**** TEXTO DE ESTUDIO

V Semana de Cuaresma, Ciclo A
Lunes
“El que esté sin pecado, que le tire la primera piedra”
I. Contemplamos la Palabra
Primera Lectura: Daniel 13,1-9.15-17.19-30.33-62
Vivía en Babilonia un hombre llamado Joaquín. Se había casado con una mujer llamada
Susana, hija de Jilquías, que era muy bella y temerosa de Dios; sus padres eran justos y habían
educado a su hija según la ley de Moisés. Joaquín era muy rico, tenía un jardín contiguo a su
casa, y los judíos solían acudir donde él, porque era el más prestigioso de todos. Aquel año
habían sido nombrados jueces dos ancianos, escogidos entre el pueblo, de aquellos de quienes
dijo el Señor: «La iniquidad salió en Babilonia de los ancianos y jueces que se hacían guías del
pueblo.» Venían éstos a menudo a casa de Joaquín, y todos los que tenían algún litigio se
dirigían a ellos. Cuando todo el mundo se había retirado ya, a mediodía, Susana entraba a
pasear por el jardín de su marido. Los dos ancianos, que la veían entrar a pasear todos los días,
empezaron a desearla. Perdieron la cabeza dejando de mirar hacia el cielo y olvidando sus
justos juicios. Mientras estaban esperando la ocasión favorable, un día entró Susana en el jardín
como los días precedentes, acompañada solamente de dos jóvenes doncellas, y como hacía
calor quiso bañarse en el jardín. No había allí nadie, excepto los dos ancianos que, escondidos,
estaban al acecho.
Dijo ella a las doncellas: «Traedme aceite y perfume, y cerrad las puertas del jardín, para que
pueda bañarme.»
En cuanto salieron las doncellas, los dos ancianos se levantaron, fueron corriendo donde ella, y
le dijeron: «Las puertas del jardín están cerradas y nadie nos ve. Nosotros te deseamos;
consiente, pues, y entrégate a nosotros. Si no, daremos testimonio contra ti diciendo que estaba
contigo un joven y que por eso habías despachado a tus doncellas.»
Susana gimió: «¡Ay, qué aprieto me estrecha por todas partes! Si hago esto, es la muerte para
mí; si no lo hago, no escaparé de vosotros. Pero es mejor para mí caer en vuestras manos sin
haberlo hecho que pecar delante del Señor.»
Y Susana se puso a gritar a grandes voces. Los dos ancianos gritaron también contra ella, y uno
de ellos corrió a abrir las puertas del jardín. Al oír estos gritos en el jardín, los domésticos se
precipitaron por la puerta lateral para ver qué ocurría, y cuando los ancianos contaron su
historia, los criados se sintieron muy confundidos, porque jamás se había dicho una cosa
semejante de Susana. A la mañana siguiente, cuando el pueblo se reunió en casa de Joaquín,
su marido, llegaron allá los dos ancianos, llenos de pensamientos inicuos contra Susana para
hacerla morir.

********
**** DATOS ALMACENADOS

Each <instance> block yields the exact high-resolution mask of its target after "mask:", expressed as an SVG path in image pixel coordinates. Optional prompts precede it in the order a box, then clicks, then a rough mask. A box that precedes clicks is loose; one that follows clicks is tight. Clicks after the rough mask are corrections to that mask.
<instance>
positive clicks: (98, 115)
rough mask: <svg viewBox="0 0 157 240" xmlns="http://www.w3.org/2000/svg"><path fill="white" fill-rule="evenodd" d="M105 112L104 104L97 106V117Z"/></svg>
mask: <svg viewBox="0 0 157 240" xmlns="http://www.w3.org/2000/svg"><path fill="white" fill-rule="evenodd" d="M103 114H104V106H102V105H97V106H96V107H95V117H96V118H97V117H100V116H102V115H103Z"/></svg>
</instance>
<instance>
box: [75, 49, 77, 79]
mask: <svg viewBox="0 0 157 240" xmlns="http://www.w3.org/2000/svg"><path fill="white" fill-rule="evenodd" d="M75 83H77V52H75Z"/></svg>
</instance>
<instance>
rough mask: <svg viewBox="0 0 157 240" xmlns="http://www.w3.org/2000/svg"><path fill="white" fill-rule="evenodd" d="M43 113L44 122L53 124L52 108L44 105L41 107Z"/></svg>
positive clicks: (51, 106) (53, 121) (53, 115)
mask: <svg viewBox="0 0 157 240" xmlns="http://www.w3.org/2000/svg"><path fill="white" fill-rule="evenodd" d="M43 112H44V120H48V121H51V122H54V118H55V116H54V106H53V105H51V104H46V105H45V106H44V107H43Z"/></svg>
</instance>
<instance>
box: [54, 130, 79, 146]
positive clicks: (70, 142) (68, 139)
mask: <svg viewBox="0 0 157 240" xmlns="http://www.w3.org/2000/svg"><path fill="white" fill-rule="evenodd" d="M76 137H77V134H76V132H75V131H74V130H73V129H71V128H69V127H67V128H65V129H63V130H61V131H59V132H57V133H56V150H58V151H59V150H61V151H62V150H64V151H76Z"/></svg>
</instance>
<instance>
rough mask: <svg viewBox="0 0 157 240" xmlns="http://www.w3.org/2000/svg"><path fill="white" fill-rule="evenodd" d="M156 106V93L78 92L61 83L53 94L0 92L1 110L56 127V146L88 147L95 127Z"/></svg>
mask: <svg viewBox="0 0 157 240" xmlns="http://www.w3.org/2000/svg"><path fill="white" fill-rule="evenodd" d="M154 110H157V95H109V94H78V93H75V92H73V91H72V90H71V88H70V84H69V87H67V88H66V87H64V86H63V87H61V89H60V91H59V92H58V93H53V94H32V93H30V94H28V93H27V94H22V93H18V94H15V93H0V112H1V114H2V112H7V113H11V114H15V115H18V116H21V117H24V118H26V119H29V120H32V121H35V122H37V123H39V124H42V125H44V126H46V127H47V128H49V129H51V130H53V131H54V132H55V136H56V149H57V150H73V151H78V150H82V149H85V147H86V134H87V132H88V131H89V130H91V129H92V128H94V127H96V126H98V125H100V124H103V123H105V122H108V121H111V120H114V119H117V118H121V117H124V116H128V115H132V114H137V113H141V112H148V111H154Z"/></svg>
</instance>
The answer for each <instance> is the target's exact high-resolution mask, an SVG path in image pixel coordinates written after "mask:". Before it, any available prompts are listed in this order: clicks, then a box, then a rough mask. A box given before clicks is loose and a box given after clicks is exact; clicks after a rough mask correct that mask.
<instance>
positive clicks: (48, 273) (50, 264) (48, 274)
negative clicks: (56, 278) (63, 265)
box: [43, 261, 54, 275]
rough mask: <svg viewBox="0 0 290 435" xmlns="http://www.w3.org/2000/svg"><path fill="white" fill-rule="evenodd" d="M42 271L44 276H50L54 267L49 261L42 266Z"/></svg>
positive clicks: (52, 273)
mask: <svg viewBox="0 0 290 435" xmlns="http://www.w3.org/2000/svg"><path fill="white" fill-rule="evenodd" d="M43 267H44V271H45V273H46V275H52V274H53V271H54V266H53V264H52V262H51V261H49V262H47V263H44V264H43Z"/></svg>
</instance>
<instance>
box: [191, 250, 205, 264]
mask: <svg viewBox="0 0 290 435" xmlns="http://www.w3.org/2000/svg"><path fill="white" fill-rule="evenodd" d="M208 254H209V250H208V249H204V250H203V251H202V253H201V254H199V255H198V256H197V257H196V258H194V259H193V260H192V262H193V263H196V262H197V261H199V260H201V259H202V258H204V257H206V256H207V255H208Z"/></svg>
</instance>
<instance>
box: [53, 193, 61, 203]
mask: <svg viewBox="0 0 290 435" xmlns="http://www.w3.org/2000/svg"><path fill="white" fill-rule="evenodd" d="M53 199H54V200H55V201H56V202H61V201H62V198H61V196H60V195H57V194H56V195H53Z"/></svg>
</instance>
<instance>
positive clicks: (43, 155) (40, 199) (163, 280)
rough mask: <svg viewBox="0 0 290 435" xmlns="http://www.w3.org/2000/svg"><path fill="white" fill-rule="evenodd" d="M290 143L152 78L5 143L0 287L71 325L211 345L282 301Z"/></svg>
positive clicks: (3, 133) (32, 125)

********

CONSIGNA A: Resume en dos oraciones el relato de Susana.
CONSIGNA B: Prolonga el relato de Susana a partir de su última oración.

RESPUESTA ESPERADA A: En Babilonia, dos ancianos jueces que deseaban a Susana, esposa del rico Joaquín, la abordaron en el jardín cuando se quedó sola y la amenazaron con declarar que estaba con un joven si no se entregaba a ellos. Ella prefirió no pecar delante del Señor y se puso a gritar, y a la mañana siguiente los ancianos llegaron a casa de Joaquín con la intención de hacerla morir.

RESPUESTA ESPERADA B:
Y dijeron en presencia del pueblo: «Mandad a buscar a Susana, hija de Jilquías, la mujer de
Joaquín.» Mandaron a buscarla, y ella compareció acompañada de sus padres, de sus hijos y
de todos sus parientes.
Todos los suyos lloraban, y también todos los que la veían. Los dos ancianos, levantándose en
medio del pueblo, pusieron sus manos sobre su cabeza. Ella, llorando, levantó los ojos al cielo,
porque su corazón tenía puesta su confianza en Dios.
Los ancianos dijeron: «Mientras nosotros nos paseábamos solos por el jardín, entró ésta con
dos doncellas. Cerró las puertas y luego despachó a las doncellas. Entonces se acercó a ella un
joven que estaba escondido y se acostó con ella. Nosotros, que estábamos en un rincón del
jardín, al ver esta iniquidad, fuimos corriendo donde ellos. Los sorprendimos juntos, pero a él no
pudimos atraparle porque era más fuerte que nosotros, y abriendo la puerta se escapó. Pero a
ésta la agarramos y le preguntamos quién era aquel joven. No quiso revelárnoslo. De todo esto
nosotros somos testigos.»
La asamblea les creyó como ancianos y jueces del pueblo que eran. Y la condenaron a
muerte.Entonces Susana gritó fuertemente: «Oh Dios eterno, que conoces los secretos, que
todo lo conoces antes que suceda, tú sabes que éstos han levantado contra mí falso testimonio.
Y ahora voy a morir, sin haber hecho nada de lo que su maldad ha tramado contra mí.»
El Señor escuchó su voz y, cuando era llevada a la muerte, suscitó el santo espíritu de un
jovencito llamado Daniel, que se puso a gritar: «¡Yo estoy limpio de la sangre de esta mujer!»
Todo el pueblo se volvió hacia él y dijo: «¿Qué significa eso que has dicho?»
Él, de pie en medio de ellos, respondió: «¿Tan necios sois, hijos de Israel, para condenar sin
investigación y sin evidencia a una hija de Israel? ¡Volved al tribunal, porque es falso el
testimonio que éstos han levantado contra ella!»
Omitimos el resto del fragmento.